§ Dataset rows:
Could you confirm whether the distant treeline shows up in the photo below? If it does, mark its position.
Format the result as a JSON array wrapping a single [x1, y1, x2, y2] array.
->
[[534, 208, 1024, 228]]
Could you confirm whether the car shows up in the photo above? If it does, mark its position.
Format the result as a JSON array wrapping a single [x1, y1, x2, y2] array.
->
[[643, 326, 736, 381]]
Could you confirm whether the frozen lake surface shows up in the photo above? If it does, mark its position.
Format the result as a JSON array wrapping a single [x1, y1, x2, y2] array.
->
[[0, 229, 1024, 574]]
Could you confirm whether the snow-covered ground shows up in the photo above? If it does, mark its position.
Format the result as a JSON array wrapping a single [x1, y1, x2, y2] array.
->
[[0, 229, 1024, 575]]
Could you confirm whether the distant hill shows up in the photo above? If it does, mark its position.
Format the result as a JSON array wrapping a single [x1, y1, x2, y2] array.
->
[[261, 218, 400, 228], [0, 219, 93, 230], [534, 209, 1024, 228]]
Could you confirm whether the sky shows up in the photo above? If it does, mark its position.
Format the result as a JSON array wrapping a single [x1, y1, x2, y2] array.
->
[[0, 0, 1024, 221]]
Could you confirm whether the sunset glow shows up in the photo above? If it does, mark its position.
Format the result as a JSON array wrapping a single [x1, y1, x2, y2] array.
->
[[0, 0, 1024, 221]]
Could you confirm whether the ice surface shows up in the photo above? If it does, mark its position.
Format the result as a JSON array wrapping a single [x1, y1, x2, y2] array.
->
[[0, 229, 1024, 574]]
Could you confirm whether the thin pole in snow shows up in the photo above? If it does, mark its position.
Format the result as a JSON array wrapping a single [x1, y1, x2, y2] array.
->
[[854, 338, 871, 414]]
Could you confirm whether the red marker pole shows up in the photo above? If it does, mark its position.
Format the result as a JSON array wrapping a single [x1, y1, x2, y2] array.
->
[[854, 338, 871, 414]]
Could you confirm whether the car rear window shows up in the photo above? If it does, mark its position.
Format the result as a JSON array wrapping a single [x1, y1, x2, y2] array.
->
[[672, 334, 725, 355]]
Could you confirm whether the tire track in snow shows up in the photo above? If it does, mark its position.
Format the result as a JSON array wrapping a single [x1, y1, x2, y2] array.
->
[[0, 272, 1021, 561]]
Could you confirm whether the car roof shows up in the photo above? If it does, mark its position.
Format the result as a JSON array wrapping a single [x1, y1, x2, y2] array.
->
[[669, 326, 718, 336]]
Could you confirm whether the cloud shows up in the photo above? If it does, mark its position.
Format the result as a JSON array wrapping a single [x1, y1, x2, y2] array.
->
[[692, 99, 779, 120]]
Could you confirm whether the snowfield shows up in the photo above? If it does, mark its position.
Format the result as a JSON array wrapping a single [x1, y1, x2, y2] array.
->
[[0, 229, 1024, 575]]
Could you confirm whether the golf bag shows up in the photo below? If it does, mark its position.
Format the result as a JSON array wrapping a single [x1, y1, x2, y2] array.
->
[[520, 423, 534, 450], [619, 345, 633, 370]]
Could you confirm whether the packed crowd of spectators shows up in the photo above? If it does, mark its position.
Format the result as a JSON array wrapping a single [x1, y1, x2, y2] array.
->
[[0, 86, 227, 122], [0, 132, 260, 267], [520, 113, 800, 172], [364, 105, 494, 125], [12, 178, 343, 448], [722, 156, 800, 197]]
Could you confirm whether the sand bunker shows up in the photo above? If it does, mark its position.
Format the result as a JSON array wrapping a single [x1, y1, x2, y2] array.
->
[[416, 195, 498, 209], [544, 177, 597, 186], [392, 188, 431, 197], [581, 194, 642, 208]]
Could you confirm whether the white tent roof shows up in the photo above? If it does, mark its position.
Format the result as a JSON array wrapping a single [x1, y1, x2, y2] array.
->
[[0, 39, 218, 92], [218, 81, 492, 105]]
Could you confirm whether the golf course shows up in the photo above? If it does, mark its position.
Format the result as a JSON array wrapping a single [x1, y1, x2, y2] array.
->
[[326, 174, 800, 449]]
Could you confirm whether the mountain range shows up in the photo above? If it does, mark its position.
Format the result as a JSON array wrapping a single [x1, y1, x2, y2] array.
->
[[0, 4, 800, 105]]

§ Work to be completed: Locate each line above that contains the word "pole". Copy every one of those lines in full.

§ Exercise result:
Could you confirm whether the thin pole in snow shows up in the photo above? If it does, mark its position.
Could you confirm whether the red marker pole shows up in the photo above? If it does, mark its position.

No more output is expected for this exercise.